Task statement – Please decide whether each statement below agrees with the passage on healthcare, education and poverty in Utah: (a) more than 147,000 signatures were collected for the Medicaid expansion initiative; (b) Medicaid today covers the medical needs of parents living in poverty; (c) the diaper drive is run together with Crossroads Urban Center. Answer yes or no for each, and quote the words of the passage that decide it.

Supplied passage –
::::

I recently read that divorce rates are steadily declining in the U.S. The reason is that the general trend now is for young adults to wait until they’re in their 30’s. The majority of them are the children of divorced parents, and they don’t want to repeat their parents’ pre-marital naivete. Of course, that trend isn’t showing up yet in Utah. There’s tremendous social and religious pressure here, especially for young women, to get married and start having babies as soon as possible. Getting married, and starting a family, and staying home to raise kids is the expectation, and it’s the biggest reason the University of Utah has the lowest percentage of female graduates in the PAC 12. The Women’s Enrollment Initiative at the U seeks to provide support for all women, LDS or not, to get their degrees. It’s an uphill battle against the cultural expectations of women here, but certainly one worth fighting because women who later become single parents through death or divorce, generally face an uphill battle themselves: struggling to get out of poverty is made even more difficult without a college degree. Insurance benefits don’t come with hourly wages. Medical and dental benefits are there for children living in poverty, but not for their parents. And the irony is that if mom or dad gets really sick because they’ve put off going to the doctor because they don’t have the money, their children suffer. If mom is trying to pay the bills and the rent, and daycare for her kids,and gets really sick, she loses her job and her paycheck. And with a really big hospital bill, she and her kids often end up on the street.
113,000 signatures were needed to put the initiative to expand Medicaid in Utah on the ballot this fall. Over 147,000 were collected, and Proposition 3, called Utah Decides Healthcare, will be voted on in November. I think Medicaid expansion is one of the most proactive ways we can do something as citizens about the number of homeless children in our State. Medicaid today provides for the medical needs of kids living in poverty. Medicaid expansion would provide a way for their parents to get the same help, keep their jobs, pay their taxes, pay their rent, and keep their families from living in a car. This October as part of our on-going mission partnership with Crossroads Urban Center, we are collecting diapers and wipes for the families who can’t wait for ballot initiatives to pass. They need help today. So together with our friends at Crossroads, we’re doing our part this month with our diaper drive. But Medicaid expansion would do more than a hundred church diaper drives ever can.
Providing access to affordable healthcare is essential for helping women rise out of poverty and keeping children out of homelessness. So is providing support and access to higher education. Women with any kind of college degree can expect to earn far more than their peers who don’t have one. Simply achieving that goal creates self-esteem, self-confidence, and the ability to imagine a financially independent life: a life independent of a spouse or partner. Unfortunately that vision of an independent life for women has been rarely seen or promoted in the Christian Church! Instead, the Church’s voice has historically been the obstacle for women. Because the voice that’s been in control for the longest time, the loudest voice, has been the male voice. Men have historically interpreted sacred texts to their advantage. And I would argue, even recorded them, wrote them, in such a way as to maintain their privilege. What does Paul say? “Women should keep silent.” What does Genesis say? The woman is man’s helper. Second in line behind the man.

::::

Raw data –
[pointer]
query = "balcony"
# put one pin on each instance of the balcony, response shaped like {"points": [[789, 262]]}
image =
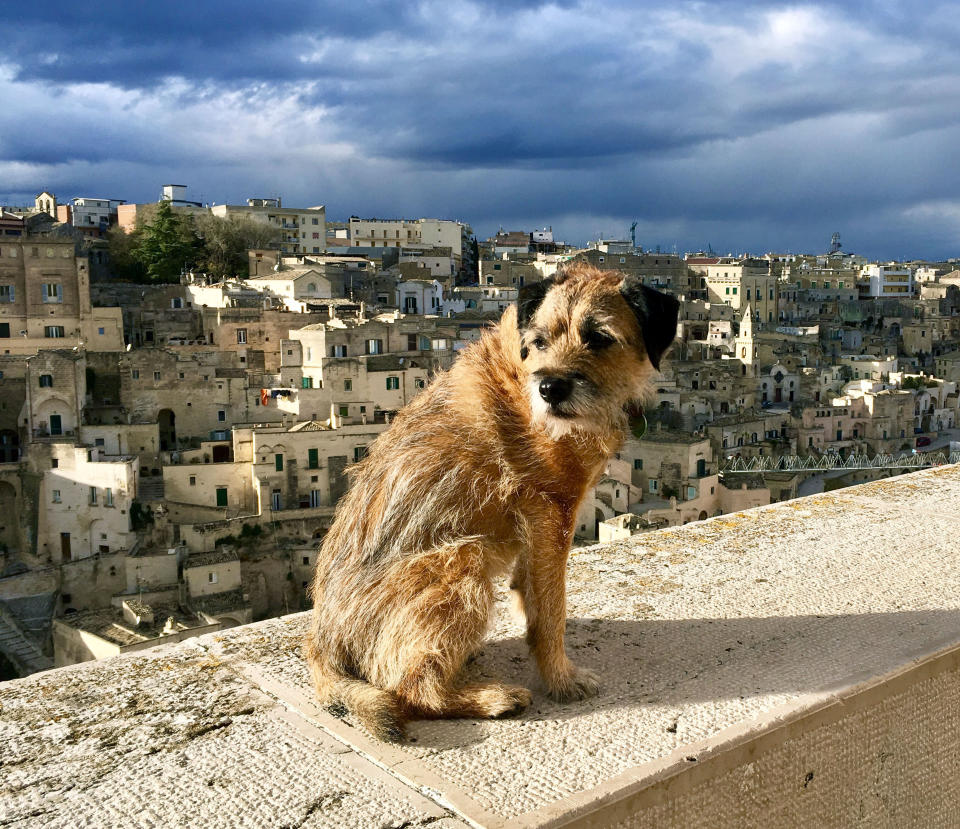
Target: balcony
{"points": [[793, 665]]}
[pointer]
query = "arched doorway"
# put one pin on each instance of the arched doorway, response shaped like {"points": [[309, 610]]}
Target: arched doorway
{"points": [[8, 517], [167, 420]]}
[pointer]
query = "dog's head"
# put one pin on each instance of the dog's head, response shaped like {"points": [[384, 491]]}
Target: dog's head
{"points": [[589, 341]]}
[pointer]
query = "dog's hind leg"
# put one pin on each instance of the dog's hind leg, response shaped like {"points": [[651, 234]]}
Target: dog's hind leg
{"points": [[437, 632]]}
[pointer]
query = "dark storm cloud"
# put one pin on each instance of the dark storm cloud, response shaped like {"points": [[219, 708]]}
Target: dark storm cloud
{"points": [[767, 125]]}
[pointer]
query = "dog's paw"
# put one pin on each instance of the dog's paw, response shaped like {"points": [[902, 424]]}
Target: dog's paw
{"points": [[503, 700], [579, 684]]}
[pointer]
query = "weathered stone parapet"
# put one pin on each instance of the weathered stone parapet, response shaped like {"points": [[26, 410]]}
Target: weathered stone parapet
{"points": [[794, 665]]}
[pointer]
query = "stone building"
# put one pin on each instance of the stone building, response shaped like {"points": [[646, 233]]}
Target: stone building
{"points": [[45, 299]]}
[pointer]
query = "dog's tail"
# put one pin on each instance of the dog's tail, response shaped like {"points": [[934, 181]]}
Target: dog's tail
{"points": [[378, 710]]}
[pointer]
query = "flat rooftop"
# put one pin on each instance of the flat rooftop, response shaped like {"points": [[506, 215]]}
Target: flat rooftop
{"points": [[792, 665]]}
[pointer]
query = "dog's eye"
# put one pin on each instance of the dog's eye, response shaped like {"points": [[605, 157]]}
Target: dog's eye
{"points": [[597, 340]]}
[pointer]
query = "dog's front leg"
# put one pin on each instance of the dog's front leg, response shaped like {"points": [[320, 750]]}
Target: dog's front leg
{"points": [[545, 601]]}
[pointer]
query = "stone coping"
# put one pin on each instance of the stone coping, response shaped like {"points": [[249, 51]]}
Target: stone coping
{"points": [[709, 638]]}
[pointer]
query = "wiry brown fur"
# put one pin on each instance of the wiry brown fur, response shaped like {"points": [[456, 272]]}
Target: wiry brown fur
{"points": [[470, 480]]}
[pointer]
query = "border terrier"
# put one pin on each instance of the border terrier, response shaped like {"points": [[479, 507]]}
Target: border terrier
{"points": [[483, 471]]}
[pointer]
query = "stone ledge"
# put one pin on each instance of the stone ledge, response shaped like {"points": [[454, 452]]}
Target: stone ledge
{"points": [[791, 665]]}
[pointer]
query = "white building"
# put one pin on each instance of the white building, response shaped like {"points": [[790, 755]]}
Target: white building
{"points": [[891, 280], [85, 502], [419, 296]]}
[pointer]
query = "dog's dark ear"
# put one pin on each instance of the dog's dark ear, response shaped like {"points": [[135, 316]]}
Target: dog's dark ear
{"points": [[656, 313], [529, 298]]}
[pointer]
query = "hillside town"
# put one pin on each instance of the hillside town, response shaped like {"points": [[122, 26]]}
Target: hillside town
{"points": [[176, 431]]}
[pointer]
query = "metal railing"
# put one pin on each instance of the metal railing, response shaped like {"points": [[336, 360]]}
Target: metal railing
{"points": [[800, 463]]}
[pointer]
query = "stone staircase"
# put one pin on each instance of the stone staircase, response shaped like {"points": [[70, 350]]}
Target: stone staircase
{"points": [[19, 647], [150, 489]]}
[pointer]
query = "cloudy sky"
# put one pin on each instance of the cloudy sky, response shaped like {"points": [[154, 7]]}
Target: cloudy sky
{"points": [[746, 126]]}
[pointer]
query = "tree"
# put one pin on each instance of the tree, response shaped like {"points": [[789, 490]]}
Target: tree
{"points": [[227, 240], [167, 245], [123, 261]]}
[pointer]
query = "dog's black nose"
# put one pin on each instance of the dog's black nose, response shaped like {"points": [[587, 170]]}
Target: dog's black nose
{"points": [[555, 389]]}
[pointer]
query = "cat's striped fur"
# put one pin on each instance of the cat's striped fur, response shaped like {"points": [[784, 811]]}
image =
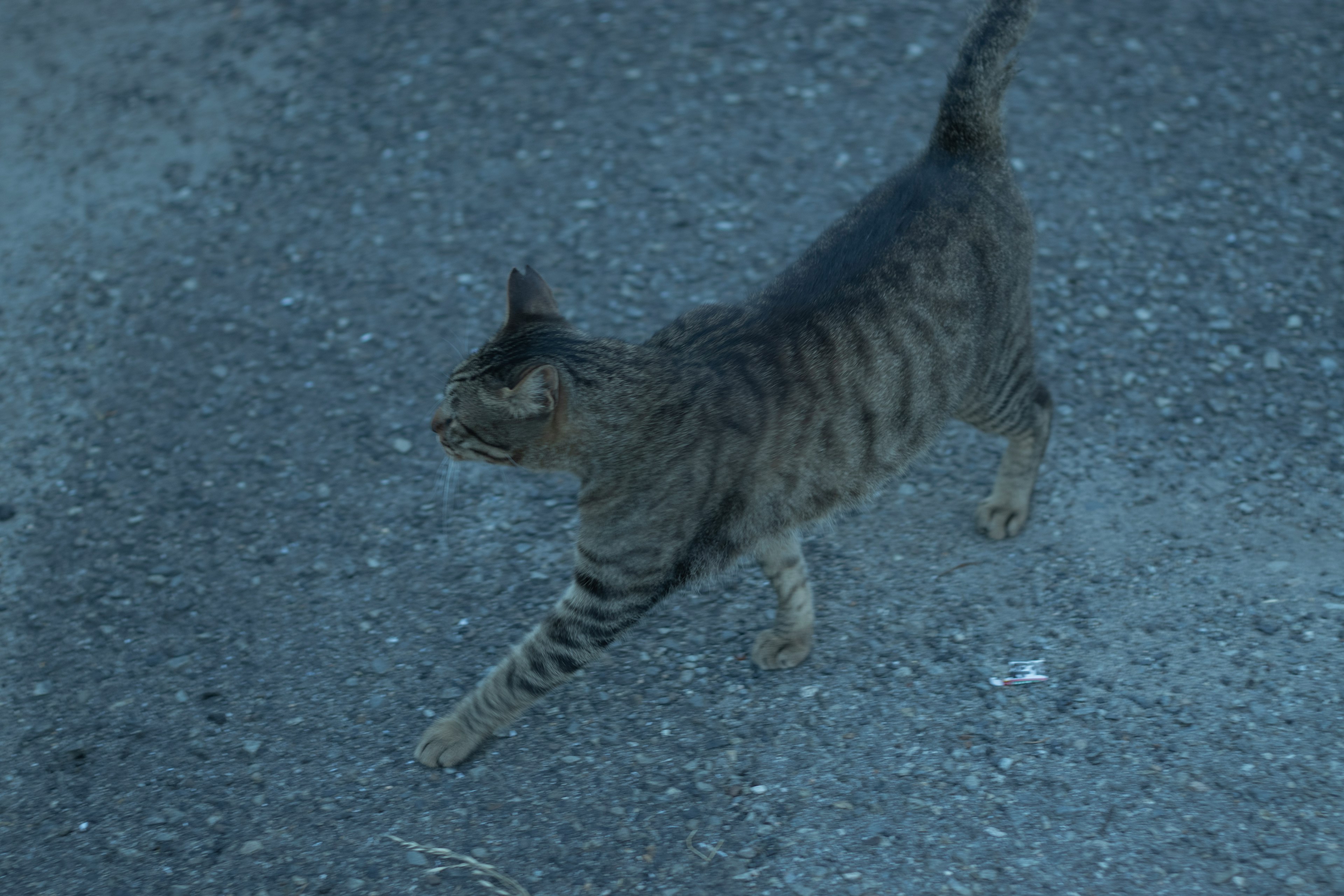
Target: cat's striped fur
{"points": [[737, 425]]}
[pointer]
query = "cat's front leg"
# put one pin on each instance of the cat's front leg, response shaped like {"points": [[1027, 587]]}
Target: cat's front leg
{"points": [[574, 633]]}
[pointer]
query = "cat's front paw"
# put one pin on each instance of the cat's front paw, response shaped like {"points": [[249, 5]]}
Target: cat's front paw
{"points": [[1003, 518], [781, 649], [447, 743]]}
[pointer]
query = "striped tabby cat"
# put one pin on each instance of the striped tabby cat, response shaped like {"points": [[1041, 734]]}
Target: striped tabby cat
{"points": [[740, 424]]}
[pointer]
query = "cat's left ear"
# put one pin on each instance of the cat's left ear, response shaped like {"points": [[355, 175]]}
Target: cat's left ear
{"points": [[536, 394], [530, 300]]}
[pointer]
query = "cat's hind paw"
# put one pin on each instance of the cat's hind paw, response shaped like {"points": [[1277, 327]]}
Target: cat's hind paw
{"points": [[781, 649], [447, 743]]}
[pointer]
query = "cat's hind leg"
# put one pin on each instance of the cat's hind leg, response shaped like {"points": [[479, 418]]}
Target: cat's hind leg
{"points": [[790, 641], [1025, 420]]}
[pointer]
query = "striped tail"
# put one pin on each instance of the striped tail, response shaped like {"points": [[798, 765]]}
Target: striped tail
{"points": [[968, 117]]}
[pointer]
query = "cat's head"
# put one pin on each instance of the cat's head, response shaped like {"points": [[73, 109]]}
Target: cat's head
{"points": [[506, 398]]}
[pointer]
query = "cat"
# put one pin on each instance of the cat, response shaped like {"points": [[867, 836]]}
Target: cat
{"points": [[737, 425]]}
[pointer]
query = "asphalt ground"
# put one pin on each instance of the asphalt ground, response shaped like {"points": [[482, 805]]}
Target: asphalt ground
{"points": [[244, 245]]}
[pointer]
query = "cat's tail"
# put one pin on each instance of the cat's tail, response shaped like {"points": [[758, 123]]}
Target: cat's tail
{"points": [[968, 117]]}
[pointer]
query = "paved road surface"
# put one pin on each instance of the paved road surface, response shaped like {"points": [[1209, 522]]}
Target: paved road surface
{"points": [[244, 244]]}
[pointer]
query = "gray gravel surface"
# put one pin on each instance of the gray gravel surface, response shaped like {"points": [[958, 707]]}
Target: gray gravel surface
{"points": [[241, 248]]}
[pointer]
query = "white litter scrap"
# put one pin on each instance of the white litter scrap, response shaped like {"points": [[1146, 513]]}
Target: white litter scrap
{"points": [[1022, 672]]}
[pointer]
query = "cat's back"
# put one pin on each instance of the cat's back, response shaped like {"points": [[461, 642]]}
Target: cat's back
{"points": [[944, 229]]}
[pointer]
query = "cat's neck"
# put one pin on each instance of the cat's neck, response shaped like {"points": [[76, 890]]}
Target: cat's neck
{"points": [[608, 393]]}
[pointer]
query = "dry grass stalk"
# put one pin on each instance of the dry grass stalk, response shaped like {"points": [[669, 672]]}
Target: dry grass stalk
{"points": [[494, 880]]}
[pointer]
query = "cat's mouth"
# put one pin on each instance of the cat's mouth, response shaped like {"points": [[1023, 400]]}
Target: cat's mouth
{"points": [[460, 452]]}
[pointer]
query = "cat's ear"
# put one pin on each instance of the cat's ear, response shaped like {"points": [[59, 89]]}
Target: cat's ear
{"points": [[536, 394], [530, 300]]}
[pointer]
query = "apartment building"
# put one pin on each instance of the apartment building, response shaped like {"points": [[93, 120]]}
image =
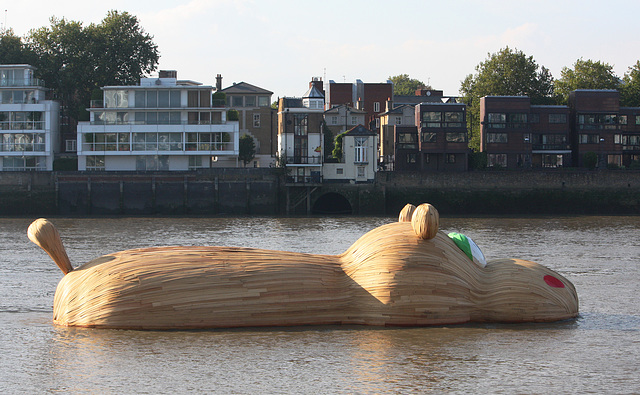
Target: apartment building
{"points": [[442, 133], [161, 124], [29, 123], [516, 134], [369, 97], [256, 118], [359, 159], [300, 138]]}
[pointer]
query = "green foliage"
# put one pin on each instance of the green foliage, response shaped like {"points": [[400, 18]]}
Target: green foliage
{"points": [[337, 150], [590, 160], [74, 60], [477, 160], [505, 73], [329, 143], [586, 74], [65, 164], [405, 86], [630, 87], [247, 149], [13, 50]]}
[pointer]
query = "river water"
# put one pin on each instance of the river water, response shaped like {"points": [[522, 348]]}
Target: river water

::::

Response to this task –
(a) Yes: "Over 147,000 were collected"
(b) No: "Medical and dental benefits are there for children living in poverty, but not for their parents."
(c) Yes: "as part of our on-going mission partnership with Crossroads Urban Center, we are collecting diapers and wipes"